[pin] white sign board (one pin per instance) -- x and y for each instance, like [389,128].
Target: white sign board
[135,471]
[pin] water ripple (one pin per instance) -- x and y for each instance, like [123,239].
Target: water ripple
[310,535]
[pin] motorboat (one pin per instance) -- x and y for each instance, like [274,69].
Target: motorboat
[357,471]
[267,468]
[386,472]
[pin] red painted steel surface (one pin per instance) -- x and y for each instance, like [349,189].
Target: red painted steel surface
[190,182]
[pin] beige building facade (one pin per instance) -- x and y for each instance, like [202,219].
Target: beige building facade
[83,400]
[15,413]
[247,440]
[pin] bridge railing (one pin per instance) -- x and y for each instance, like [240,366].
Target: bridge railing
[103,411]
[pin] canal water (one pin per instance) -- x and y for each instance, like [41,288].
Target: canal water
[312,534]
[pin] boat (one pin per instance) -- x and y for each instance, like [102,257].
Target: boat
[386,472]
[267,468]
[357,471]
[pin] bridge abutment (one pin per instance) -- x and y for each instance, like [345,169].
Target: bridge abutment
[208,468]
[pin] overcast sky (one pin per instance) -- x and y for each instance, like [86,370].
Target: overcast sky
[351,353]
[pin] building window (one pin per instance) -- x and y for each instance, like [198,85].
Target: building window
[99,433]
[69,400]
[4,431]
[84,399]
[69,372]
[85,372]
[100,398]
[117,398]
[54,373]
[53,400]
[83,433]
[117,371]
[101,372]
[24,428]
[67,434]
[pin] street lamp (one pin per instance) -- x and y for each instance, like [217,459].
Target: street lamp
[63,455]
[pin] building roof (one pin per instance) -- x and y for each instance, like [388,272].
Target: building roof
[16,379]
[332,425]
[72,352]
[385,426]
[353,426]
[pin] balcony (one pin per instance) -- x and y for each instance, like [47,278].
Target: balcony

══════

Work to complete:
Copy down the material exactly as written.

Solution to this exercise:
[pin] white sign board (one pin per instance) -- x and y for each instance, like [389,128].
Target: white sign board
[135,471]
[pin] water ripple (one pin per instance) -- x and y for each instance, like [123,239].
Target: water ripple
[310,535]
[pin] motorboat (one pin per instance) -- x and y for each instance, like [274,69].
Target: motorboat
[357,471]
[267,468]
[386,472]
[pin] red painted steel surface (one pin per instance) -- x and y for each instance, like [349,189].
Target: red painted steel surface
[190,182]
[pin] beige building facade (one pin per instance) -- x and y for each instance, like [202,219].
Target: beige building facade
[83,400]
[15,413]
[247,440]
[pin] bridge railing (one pin per instance) -- x and y for each instance, like [240,366].
Target: bridge railing
[103,411]
[pin] canal water (one pin per instance) -- x and y for each instance, like [41,288].
Target: canal water
[312,534]
[pin] boat (one pin per instance) -- x and y for each instance, like [102,257].
Target: boat
[386,472]
[267,468]
[357,471]
[pin] bridge abutment (one pin per instance) -- x and y for each instance, like [345,169].
Target: bridge abutment
[208,468]
[pin] overcast sky (one pin per instance) -- x and y for each instance, like [86,370].
Target: overcast sky
[351,353]
[pin] building window (one pin per instance) -- x and y for each instance, like [198,85].
Target: building window
[99,433]
[69,400]
[4,431]
[84,399]
[69,372]
[85,372]
[100,398]
[117,398]
[54,373]
[53,400]
[83,433]
[117,371]
[101,372]
[24,428]
[67,434]
[pin] street lamp (one pin per instance) -- x and y for each instance, like [217,459].
Target: street lamp
[63,455]
[pin] building roof (one pin per instance) -- x and y for each instance, like [388,272].
Target: building roof
[16,379]
[332,425]
[72,352]
[385,426]
[353,426]
[pin] balcony (one pin per instance) -- x and y for each instance, like [47,278].
Target: balcony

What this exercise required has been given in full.